───── Exercise data

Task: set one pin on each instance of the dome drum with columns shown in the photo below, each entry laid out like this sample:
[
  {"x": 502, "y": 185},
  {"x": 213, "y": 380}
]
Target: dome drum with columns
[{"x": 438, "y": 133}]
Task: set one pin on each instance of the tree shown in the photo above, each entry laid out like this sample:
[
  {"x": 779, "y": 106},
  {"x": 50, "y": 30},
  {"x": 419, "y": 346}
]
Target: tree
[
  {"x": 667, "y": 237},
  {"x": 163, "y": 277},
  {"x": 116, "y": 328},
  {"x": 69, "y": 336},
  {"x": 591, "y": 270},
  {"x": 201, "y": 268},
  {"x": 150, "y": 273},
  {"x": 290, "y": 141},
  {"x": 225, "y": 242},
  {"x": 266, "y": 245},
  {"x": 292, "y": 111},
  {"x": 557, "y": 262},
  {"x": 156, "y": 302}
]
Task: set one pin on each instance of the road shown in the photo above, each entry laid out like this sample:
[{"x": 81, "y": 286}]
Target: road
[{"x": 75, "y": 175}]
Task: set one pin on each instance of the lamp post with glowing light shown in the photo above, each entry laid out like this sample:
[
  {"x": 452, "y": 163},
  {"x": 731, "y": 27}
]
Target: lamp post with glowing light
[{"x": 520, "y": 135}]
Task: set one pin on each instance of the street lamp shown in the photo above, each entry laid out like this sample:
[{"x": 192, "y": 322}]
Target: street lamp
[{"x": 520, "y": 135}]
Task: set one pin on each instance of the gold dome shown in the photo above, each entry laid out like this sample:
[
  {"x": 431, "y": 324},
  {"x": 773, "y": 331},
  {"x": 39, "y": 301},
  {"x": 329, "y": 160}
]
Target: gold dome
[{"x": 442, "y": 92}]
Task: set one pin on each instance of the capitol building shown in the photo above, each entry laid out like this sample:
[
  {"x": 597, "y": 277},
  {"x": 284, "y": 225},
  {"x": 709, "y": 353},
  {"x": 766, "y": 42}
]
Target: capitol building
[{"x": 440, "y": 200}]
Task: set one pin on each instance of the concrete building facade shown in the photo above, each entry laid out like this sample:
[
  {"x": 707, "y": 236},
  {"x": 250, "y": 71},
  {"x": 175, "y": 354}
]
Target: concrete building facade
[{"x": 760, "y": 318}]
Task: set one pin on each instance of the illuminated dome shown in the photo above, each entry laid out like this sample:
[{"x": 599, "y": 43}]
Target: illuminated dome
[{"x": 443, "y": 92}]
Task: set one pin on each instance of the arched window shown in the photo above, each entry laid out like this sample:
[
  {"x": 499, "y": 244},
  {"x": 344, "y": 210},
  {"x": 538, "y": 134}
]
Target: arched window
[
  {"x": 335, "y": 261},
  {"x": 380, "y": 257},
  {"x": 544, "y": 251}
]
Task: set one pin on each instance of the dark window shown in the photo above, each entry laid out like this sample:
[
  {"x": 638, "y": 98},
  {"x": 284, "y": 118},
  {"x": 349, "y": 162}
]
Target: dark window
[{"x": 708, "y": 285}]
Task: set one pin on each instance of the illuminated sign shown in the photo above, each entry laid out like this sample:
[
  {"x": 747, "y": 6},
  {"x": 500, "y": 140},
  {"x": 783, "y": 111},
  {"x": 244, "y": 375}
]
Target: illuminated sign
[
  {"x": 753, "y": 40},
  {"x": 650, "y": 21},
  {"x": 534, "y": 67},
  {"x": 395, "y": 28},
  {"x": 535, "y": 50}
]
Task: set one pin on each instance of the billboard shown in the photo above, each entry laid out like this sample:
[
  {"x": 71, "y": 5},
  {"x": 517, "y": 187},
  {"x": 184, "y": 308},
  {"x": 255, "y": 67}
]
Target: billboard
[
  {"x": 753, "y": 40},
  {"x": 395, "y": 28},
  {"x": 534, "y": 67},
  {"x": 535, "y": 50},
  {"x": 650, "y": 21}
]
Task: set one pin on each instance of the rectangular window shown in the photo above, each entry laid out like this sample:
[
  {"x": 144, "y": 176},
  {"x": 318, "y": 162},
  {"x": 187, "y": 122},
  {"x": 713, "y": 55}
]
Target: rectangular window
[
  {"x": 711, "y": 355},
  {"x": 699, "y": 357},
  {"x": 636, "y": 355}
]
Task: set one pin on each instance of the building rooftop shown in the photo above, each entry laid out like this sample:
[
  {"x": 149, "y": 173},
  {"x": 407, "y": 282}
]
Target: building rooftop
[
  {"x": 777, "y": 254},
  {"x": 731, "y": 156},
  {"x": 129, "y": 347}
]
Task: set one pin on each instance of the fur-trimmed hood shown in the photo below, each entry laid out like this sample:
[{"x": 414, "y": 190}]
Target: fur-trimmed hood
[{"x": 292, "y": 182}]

──────────

Exercise directions:
Out of the entries, report each line that contains the word "below".

Task answer:
Task: set one pin on each instance of the dome drum with columns shown in the photo below, each entry laid out like this sample:
Task: set one pin on each instance of the fur-trimmed hood shown in the photo below, each entry laid out like this sample:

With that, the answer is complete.